* Texto extraído
_ _ _
A legislação brasileira obriga empresas por onde pode correr dinheiro sujo, fruto do narcotráfico, seqüestro, contrabando e coisas do gênero, a repassar ao governo informações referentes a operações que indiquem atividades ilícitas, realizadas para lavar o dinheiro. Toda operação feita em dinheiro vivo com valores acima de R$ 10 mil ou feita em nome de empresas situadas em paraísos fiscais, por exemplo, deve ser comunicada ao Conselho de Controle de Atividade Financeira (Coaf), órgão do Ministério da Fazenda responsável pela fiscalização.

Mas os dados do Coaf indicam que grande parte das empresas parece dar de ombros para a obrigação. Desde que a Lei 9.613/98, da lavagem de dinheiro, foi regulamentada, em 1999, não houve uma só empresa de compra e venda de objetos de arte e antiguidades, setor muito utilizado para limpar o dinheiro, que tenha encaminhado a declaração de operações suspeitas. Os casos mais preocupantes, no entanto, estão nos setores imobiliário e de factoring, por serem os mais utilizados para trazer para a legalidade dinheiro de atividades ilegais.
_ _ _
Registros do conjunto de dados sobre a localização de objetos
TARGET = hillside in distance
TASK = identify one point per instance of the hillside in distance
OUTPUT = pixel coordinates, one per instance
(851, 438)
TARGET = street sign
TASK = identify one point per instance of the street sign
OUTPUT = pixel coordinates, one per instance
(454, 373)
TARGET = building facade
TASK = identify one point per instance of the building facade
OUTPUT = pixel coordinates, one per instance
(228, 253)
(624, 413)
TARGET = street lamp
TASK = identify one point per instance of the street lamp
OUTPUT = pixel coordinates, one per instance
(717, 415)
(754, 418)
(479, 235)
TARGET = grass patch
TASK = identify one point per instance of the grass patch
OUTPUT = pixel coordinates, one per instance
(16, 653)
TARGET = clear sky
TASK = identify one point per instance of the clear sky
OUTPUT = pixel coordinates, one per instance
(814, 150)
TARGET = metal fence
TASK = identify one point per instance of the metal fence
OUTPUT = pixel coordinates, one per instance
_ _ _
* Instruções da tarefa
Reescreva em forma de lista o parágrafo do texto extraído que começa com "Mas os dados do Coaf", preservando seus fatos principais.

* Resolução do problema
- Os dados do Coaf indicam que grande parte das empresas parece ignorar a obrigação de comunicar operações suspeitas.
- Desde a regulamentação da Lei 9.613/98, da lavagem de dinheiro, em 1999, nenhuma empresa de compra e venda de objetos de arte e antiguidades encaminhou a declaração de operações suspeitas. Esse setor é muito utilizado para limpar o dinheiro.
- Os casos mais preocupantes estão nos setores imobiliário e de factoring, por serem os mais utilizados para trazer para a legalidade dinheiro de atividades ilegais.